[STATED GOAL 1] Rewrite the part of the text on Costco and Walmart in D.C. that opens with the words containing "The two stores also" and closes with "before heading home.", replacing "Route 50" with "New York Avenue".

[TEXT SHOWN]

For one thing, the chief complaint against Walmart—its labor practices—doesn’t quite apply to its Washington State–based competitor. Cashier’s assistants at the D.C. Costco start at $11 an hour, while cashiers make $11.50 a first but eventually could earn significantly more. The average Walmart associate makes $8.81, according to a 2011 report by market research firm Ibis, though the company cites higher figures; Walmart hasn’t set starting wages for its D.C. employees yet.

“They’ve said they’ll pay more in D.C. but there have been no guarantees given,” says Mike Wilson, an organizer with Respect DC, an anti-Walmart advocacy group whose funders include the United Food and Commercial Workers union, which is threatened by competition from nonunionized Walmart stores. “They don’t provide health care benefits, at least not ones that are affordable to their workers.” Such concerns, Wilson says, don’t apply to Costco, the world’s seventh-largest retailer. (Walmart is the largest.) “Costco doesn’t have that same track record,” he says. “In addition to that, Costco allows their workers to unionize.”

The two stores also cater to different clientele. The average shopper at members-only Costco has a household income of $96,000; Walmart says its customers’ average household incomes range from $30,000 to $60,000.

But in D.C., the differences between the two stores will be even starker. For one thing, the Costco is hardly even in D.C.; it’s about half a mile from the Maryland border along an empty stretch of Route 50, and the majority of its shoppers are likely to be Maryland commuters, who comprise the bulk of traffic along the corridor. In fact, according to Jose Sousa, spokesman for the office of the Deputy Mayor for Planning and Economic Development, Gray and others have offhandedly referred to the Costco as “the tollbooth”—a border outpost where Marylanders stop to pay into D.C. coffers before heading home.

The threat of retail displacement is limited in the retail-starved area. Most of the dollars flowing to the Costco likely won’t be diverted from local businesses, but from Prince George’s County retailers and Costco stores in Pentagon City, Va., and Beltsville and Lanham, Md. One pair of Fort Lincoln residents I talked to expected the hardest-hit local shop to be Sammy’s Liquors at the corner of South Dakota Avenue and Bladensburg Road NE, given the Costco’s ample wine and liquor selection.

Dataset records on object locations:
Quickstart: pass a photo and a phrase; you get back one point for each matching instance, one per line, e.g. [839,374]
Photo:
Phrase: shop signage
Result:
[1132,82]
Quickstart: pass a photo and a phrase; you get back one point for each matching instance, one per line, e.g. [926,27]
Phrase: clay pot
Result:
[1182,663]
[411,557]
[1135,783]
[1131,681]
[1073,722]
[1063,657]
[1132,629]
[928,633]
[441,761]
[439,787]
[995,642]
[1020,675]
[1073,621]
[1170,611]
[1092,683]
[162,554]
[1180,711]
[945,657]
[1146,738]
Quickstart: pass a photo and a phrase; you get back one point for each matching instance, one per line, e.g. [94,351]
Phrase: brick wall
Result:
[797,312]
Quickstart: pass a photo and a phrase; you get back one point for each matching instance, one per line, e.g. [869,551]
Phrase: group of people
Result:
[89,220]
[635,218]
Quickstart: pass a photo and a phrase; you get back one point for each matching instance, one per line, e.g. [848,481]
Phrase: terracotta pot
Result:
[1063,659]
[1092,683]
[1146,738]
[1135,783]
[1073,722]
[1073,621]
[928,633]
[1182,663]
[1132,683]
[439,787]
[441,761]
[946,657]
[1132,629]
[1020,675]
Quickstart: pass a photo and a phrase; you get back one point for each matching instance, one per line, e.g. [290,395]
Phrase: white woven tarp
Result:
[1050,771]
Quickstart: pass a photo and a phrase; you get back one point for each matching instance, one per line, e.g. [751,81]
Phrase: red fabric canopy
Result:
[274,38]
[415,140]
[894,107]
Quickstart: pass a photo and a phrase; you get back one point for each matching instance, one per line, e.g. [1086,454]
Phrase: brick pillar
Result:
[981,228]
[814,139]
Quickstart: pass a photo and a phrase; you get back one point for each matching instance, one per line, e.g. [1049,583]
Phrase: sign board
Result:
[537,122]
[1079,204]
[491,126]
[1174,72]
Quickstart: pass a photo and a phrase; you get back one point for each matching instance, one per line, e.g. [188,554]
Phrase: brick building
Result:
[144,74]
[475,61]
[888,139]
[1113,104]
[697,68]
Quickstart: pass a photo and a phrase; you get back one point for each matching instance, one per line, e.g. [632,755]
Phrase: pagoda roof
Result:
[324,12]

[STATED GOAL 2] Transcribe the records exactly from the line containing "line, e.g. [632,755]" through the end of the records, including both ends.

[EXPECTED ANSWER 1]
The two stores also cater to different clientele. The average shopper at members-only Costco has a household income of $96,000; Walmart says its customers’ average household incomes range from $30,000 to $60,000.

But in D.C., the differences between the two stores will be even starker. For one thing, the Costco is hardly even in D.C.; it’s about half a mile from the Maryland border along an empty stretch of New York Avenue, and the majority of its shoppers are likely to be Maryland commuters, who comprise the bulk of traffic along the corridor. In fact, according to Jose Sousa, spokesman for the office of the Deputy Mayor for Planning and Economic Development, Gray and others have offhandedly referred to the Costco as “the tollbooth”—a border outpost where Marylanders stop to pay into D.C. coffers before heading home.

[EXPECTED ANSWER 2]
Quickstart: pass a photo and a phrase; you get back one point for each matching instance, one per line, e.g. [632,755]
Phrase: pagoda roof
Result:
[324,12]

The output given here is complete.